## PROBLEMS TO WORK ON
1. According to the dictionary article on the Consualia, on what day of the year was the festival held?
2. List the sources that the dictionary article on the Consualia names as saying Neptunus Equestris and Consus were different names for one deity.
3. For each statement, say whether the dictionary article on the Consualia supports it, and quote the words that decide it: (a) The festival was held every year in the circus. (b) Horses and mules were put to work during the festive games. (c) Livy says the festival honored Neptunus Equestris.

## SELECTED EXCERPT
■ ■ ■ ■ ■

Article by Philip Smith, B.A., of the University of London
on pp351‑352 of

William Smith, D.C.L., LL.D.:
A Dictionary of Greek and Roman Antiquities, John Murray, London, 1875.

CONSUA′LIA, a festival, with games, celebrated by the Romans, according to Festus, Ovid (Fast. III.199), and others, in honour of Consus, the god of secret deliberations, or, according to Livy (I.9), of Neptunus Equestris. Plutarch (Quaest. Rom. 48), Dionysius of Halicarnassus (II.31), and the Pseudo Asconius, however (ad Cic. in Verr. p142, ed. Orelli), say that Neptunus Equestris and Consus were only different names for one and the same deity. It was solemnised every year in the circus, by the symbolical ceremony of uncovering an altar dedicated to the god, which was buried in the earth. For Romulus, who was considered as  p352 the founder of the festival, was said to have discovered an altar in the earth on that spot (cf. Niebuhr, Hist. Rom. vol. I notes 629 and 630).º The solemnity took place on the 21st of August​a with horse and chariot races, and libations were poured into the flames which consumed the sacrifices. During these festive games, horses and mules were not allowed to do any work, and were adorned with garlands of flowers. It was at their first celebration that, according to the ancient legend, the Sabine maidens were carried off (Varro, De Ling. Lat. VI.20; Dionys. I.33.2;º Cic. De Rep. II.7). Virgil (Aen. VIII.636), in speaking of the rape of the Sabines, describes it as having occurred during the celebration of the Circensian games, which can only be accounted for by supposing that the great Circensian games, in subsequent times, superseded the ancient Consualia; and that thus the poet substituted games of his own time for ancient ones — a favourite practice with Virgil; or that he only meant to say the rape took place at the well-known festival in the circus (the Consualia), without thinking of the ludi Circenses, properly so called.

■ ■ ■ ■ ■

## DATA

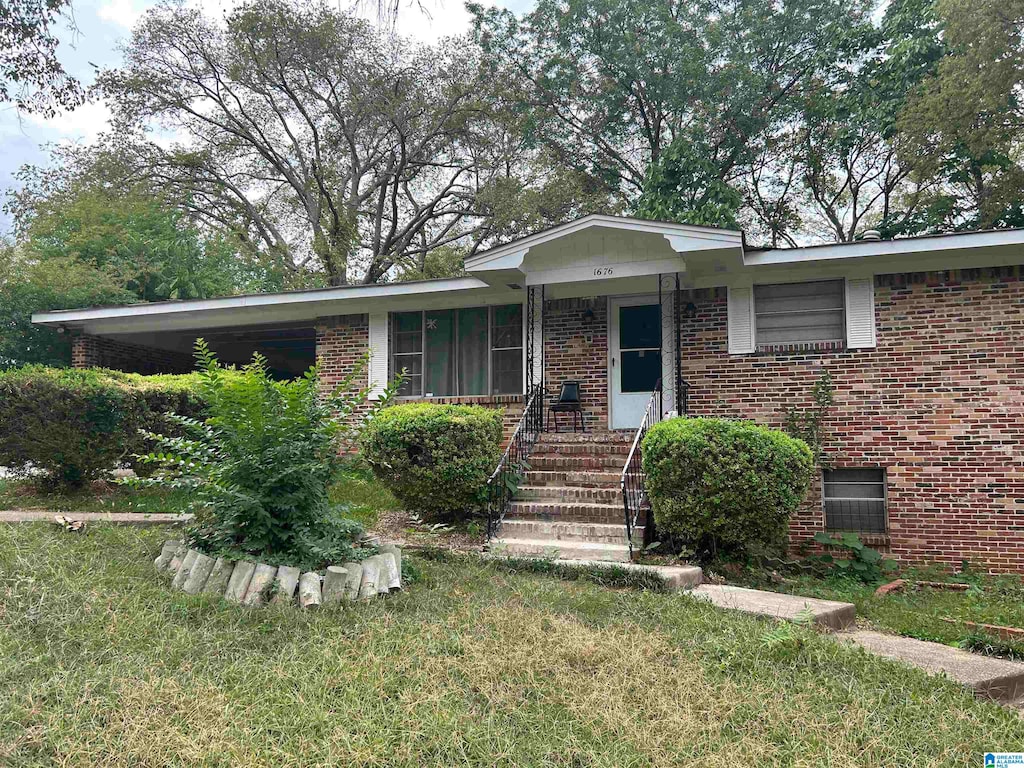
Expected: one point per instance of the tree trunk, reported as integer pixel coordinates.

■ ■ ■ ■ ■

## EXPECTED RESULTS
1. The 21st of August.

2. Plutarch, Dionysius of Halicarnassus, and the Pseudo Asconius.

3.
(a) Yes: "It was solemnised every year in the circus"
(b) No: "horses and mules were not allowed to do any work"
(c) Yes: "according to Livy (I.9), of Neptunus Equestris"